_LIST OF TASKS_
• 1. Reproduce the passage of the forum thread on intravenous HGH starting with "As we all know" and going on through "immediately post workout.".
• 2. Carry on the forum thread about injecting HGH intravenously after a workout, starting right after its last line.

_SOURCE EXTRACT_
+++

# HGH IV-bro/scientific approach



## Marly27 (Apr 14, 2014)

Now I know there is debate on this. However, most of it seems to be due to the stigma/extreme nature of taking anything intraveneously. So let's just look at this from a truely scientific approach. 

As we all know the body exerts endogenous GH in pulses. Two large pulses we see during REM sleep and post workout. 

When I look at optimum performance, it makes the most sense to mimick what the body is naturally doing but in a unnatural way (mimicking but with supra physiological levels). 

This is where I want the discussion to begin, I don't care to hear its stupid because it's extreme. I do care to hear its stupid because of this study, or because of this understanding, etc. 

I am 25 and I honestly don't care to put the time into multiple IV injections while sleeping, although that would be very interesting to discuss, I am however, considering injecting my omnitrope immediately post workout.


----------



## DF (Apr 14, 2014)

You are saying that you want to inject your hgh directly into a vein post workout?  How many IU we talking?

Here's a link to an abstract:
http://www.ncbi.nlm.nih.gov/pubmed/2189886


----------



## DocDePanda187123 (Apr 14, 2014)

> Bioavailability and bioactivity of three different doses of nasal growth hormone (GH) administered to GH-deficient patients: comparison with intravenous and subcutaneous administration.
> 
> AuthorsLaursen T, et al. Show all Journal
> Eur J Endocrinol. 1996 Sep;135(3):309-15.

+++

_RECORDED DATA_
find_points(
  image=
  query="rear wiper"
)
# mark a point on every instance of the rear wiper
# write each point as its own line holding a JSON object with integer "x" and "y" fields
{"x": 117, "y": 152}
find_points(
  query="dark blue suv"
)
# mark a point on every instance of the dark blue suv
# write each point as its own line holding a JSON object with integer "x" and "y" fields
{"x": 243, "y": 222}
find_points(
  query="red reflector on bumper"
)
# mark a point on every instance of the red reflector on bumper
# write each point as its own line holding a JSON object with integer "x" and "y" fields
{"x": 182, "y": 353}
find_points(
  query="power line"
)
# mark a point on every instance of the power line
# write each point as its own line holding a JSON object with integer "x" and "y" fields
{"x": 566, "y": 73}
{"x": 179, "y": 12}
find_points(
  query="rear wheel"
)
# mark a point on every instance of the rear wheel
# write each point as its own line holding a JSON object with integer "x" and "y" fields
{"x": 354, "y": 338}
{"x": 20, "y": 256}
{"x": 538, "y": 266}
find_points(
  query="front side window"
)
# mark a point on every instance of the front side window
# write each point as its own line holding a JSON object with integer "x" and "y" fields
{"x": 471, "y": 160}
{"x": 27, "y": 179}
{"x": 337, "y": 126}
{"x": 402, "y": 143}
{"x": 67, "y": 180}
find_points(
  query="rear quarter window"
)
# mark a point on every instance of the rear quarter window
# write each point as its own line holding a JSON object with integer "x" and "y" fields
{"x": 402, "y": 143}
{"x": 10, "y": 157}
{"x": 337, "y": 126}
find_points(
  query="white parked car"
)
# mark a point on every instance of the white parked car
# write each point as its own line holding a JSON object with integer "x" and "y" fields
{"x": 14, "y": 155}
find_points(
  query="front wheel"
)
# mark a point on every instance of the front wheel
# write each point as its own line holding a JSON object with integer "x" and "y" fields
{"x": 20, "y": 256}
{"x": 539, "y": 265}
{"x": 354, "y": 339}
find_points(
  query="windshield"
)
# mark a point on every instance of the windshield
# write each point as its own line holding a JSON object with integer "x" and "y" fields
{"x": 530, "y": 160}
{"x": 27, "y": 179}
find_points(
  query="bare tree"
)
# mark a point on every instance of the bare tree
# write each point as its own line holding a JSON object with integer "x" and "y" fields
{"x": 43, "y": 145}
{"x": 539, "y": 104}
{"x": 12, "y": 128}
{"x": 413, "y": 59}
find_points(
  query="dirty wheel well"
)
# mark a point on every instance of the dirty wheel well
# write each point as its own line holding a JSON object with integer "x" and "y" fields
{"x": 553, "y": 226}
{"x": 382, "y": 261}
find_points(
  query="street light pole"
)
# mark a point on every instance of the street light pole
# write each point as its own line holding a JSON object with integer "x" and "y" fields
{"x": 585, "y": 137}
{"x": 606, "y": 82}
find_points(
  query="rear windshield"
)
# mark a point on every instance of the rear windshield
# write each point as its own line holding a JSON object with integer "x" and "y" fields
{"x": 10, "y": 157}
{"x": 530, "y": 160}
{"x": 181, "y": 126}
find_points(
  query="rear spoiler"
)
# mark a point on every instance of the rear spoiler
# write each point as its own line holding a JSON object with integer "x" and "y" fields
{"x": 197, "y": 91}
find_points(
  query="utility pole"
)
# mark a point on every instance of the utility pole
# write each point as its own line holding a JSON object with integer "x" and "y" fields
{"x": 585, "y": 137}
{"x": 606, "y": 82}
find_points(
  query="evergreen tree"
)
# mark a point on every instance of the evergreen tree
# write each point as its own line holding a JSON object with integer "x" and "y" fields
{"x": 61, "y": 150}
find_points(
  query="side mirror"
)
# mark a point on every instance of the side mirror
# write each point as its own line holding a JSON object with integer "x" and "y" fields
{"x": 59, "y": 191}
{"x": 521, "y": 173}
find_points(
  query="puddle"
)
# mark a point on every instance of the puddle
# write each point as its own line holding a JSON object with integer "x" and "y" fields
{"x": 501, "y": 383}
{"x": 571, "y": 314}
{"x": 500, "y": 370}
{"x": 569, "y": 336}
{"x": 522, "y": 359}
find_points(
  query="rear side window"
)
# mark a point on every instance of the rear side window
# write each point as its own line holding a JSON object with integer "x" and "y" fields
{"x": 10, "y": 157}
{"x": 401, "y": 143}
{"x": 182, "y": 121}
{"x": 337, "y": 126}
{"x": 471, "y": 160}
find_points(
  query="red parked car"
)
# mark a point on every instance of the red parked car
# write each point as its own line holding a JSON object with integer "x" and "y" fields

+++

_EXERCISE RESULTS_
• 1.
As we all know the body exerts endogenous GH in pulses. Two large pulses we see during REM sleep and post workout. 

When I look at optimum performance, it makes the most sense to mimick what the body is naturally doing but in a unnatural way (mimicking but with supra physiological levels). 

This is where I want the discussion to begin, I don't care to hear its stupid because it's extreme. I do care to hear its stupid because of this study, or because of this understanding, etc. 

I am 25 and I honestly don't care to put the time into multiple IV injections while sleeping, although that would be very interesting to discuss, I am however, considering injecting my omnitrope immediately post workout.

• 2.
> ...



10char......


----------



## Marly27 (Apr 14, 2014)

I saw this study, and igf-1 elevation is of extreme importance.  But I also found a contradicting study, showing that levels of IGF-1 and GH were significantly higher with IV than sub q. Il find it when I'm at a computer. 

As for the above response. I'm not sure if I want to do it or not. If I did it would be 4iu of omnitrope immediately post workout.  It's extreme but I want to be the best at my sport.


----------



## Marly27 (Apr 15, 2014)

Just did a whole lot of research on this. Found a few great studies, really not sure why people follow some of the protocols they do with the research out. 

But it seems Sub-q are the most effective. But more so twice a day injections of sub q are significantly better in terms of IGF-1 than once a day at night. 

With that said I'll be doing 2 iu sub q after my early morning workout and 2iu before bed.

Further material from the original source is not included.